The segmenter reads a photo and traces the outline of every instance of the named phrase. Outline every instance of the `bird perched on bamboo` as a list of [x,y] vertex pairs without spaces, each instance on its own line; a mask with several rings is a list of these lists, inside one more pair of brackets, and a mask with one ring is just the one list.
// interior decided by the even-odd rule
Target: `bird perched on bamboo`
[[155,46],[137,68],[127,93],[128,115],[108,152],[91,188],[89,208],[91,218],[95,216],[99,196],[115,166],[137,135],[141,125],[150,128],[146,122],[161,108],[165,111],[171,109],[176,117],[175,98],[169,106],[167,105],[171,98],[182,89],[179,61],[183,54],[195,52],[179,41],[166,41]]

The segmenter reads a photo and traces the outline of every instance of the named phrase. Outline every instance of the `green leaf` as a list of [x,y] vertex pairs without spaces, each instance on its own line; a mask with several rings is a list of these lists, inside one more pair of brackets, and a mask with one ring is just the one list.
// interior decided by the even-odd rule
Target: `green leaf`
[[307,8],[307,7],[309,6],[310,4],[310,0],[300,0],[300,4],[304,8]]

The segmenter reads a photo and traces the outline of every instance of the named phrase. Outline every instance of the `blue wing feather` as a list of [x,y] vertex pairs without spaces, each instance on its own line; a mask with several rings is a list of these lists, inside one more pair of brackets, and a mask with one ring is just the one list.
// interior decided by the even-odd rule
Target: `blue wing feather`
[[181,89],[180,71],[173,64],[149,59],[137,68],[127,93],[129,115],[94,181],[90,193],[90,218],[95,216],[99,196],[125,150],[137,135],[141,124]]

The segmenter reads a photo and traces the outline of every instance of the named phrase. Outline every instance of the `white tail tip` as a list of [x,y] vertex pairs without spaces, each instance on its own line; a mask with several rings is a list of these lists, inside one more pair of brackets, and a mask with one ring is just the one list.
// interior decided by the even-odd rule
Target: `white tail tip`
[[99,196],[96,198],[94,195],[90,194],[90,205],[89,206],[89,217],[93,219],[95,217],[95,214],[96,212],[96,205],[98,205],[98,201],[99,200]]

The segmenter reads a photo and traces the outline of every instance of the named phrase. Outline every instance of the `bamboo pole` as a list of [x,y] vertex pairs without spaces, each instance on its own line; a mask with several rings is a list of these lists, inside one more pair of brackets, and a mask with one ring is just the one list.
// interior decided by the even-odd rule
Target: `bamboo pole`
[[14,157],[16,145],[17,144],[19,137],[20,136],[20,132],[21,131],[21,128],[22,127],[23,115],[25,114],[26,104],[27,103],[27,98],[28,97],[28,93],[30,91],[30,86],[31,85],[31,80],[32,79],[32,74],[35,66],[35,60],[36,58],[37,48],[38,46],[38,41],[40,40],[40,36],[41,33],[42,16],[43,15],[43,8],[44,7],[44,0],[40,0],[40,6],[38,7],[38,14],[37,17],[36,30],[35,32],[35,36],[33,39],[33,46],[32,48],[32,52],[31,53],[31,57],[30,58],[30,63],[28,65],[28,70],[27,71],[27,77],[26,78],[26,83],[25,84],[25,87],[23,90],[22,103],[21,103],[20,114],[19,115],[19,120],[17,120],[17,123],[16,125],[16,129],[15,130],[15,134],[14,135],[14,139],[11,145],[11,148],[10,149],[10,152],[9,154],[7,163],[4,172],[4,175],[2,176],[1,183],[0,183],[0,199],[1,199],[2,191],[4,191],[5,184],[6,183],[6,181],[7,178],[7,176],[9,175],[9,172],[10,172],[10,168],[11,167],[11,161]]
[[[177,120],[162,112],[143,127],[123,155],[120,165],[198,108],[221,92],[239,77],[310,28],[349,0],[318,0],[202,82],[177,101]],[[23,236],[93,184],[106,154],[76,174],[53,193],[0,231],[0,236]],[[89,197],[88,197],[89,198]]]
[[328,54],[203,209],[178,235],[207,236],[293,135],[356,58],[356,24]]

::::

--- What is needed ---
Every entry above needs to be quoted exactly.

--- Exercise result ---
The segmenter reads a photo and traces the outline of every instance of the named phrase. Outline every instance of the `bird perched on bamboo` as a list of [x,y] vertex pairs without spaces, each instance on its own line; a mask with several rings is a list of these lists, inside one more pair of brackets, and a mask with one ring is just the one list.
// interior decided by the even-odd rule
Target: `bird perched on bamboo`
[[155,46],[137,68],[127,93],[128,115],[108,152],[91,188],[89,208],[91,218],[95,216],[99,196],[115,166],[137,135],[141,125],[150,128],[146,122],[161,108],[165,111],[171,109],[176,117],[175,98],[169,106],[167,105],[171,98],[182,89],[179,61],[183,54],[195,52],[179,41],[166,41]]

The segmenter reads a photo and traces the outline of every instance of the named phrase. Outline every instance of the `green leaf` as a list of [x,y] vertex pairs without spaces, each instance on its own line; a mask with several rings is a list of these lists, inside one more pair of brackets, and a mask with one ring is just the one list.
// interior decided by the even-odd rule
Target: `green leaf`
[[307,8],[307,7],[309,6],[310,4],[310,0],[300,0],[300,4],[304,8]]

The segmenter reads a photo and traces the outline of every instance of the named phrase. Outline every instance of the `blue wing feather` as a list of [x,y] vertex pairs without spaces, each instance on its own line; a mask with several rings is a list of these lists, inside one more pair of brackets, and a mask with one ring is just the one list.
// interior decided by the even-odd rule
Target: `blue wing feather`
[[181,89],[180,71],[173,64],[149,59],[137,68],[127,93],[129,115],[94,181],[90,193],[90,218],[95,216],[99,196],[125,150],[137,135],[141,124]]

The segmenter reads a photo and traces the outline of every instance of the named phrase. Outline every instance of the `white tail tip` as a list of [x,y] vertex pairs without spaces, each instance on its own line; a mask with several rings is a list of these lists, inside one more pair of brackets, and a mask with one ring is just the one list.
// interior decided by the even-odd rule
Target: `white tail tip`
[[99,196],[96,198],[94,195],[90,194],[90,205],[89,206],[89,217],[93,219],[95,217],[95,214],[96,212],[96,205],[98,205],[98,201],[99,200]]

The segmenter reads a photo and traces the outline of every instance of the named phrase. Outline every instance of the `bamboo pole` as a list of [x,y] vertex pairs without spaces, each instance on its own line; a mask with several rings is a list of these lists, inside one more pair of brackets, and a mask with one ring is just the one list.
// interior decided by the even-odd rule
Target: `bamboo pole`
[[14,157],[16,145],[17,144],[19,137],[20,136],[20,132],[21,131],[21,128],[22,127],[23,115],[25,114],[26,104],[27,103],[27,98],[28,97],[28,93],[30,91],[30,86],[31,85],[31,80],[32,79],[32,74],[35,66],[35,60],[36,58],[37,48],[38,46],[38,41],[40,40],[40,36],[41,33],[42,16],[43,15],[43,8],[44,7],[44,0],[40,0],[40,6],[38,7],[38,14],[37,17],[36,30],[35,32],[35,36],[33,39],[33,46],[32,48],[32,52],[31,53],[31,57],[30,58],[30,63],[28,65],[28,70],[27,71],[27,77],[26,78],[26,83],[25,84],[25,87],[23,90],[22,103],[21,103],[20,114],[19,115],[19,120],[17,120],[17,123],[16,125],[16,129],[15,130],[15,134],[14,135],[14,139],[11,145],[11,148],[10,149],[10,152],[9,154],[7,163],[4,172],[4,175],[2,176],[1,183],[0,183],[0,199],[1,199],[2,191],[4,191],[5,184],[6,183],[6,181],[7,178],[7,176],[9,175],[9,172],[10,172],[10,168],[11,167],[11,161]]
[[[177,120],[162,112],[143,127],[123,155],[120,165],[198,108],[221,92],[239,77],[310,28],[349,0],[318,0],[202,82],[177,101]],[[23,236],[93,184],[106,154],[76,174],[53,193],[0,231],[0,236]],[[89,197],[88,197],[89,198]]]
[[328,54],[203,209],[178,235],[207,236],[293,135],[356,58],[356,24]]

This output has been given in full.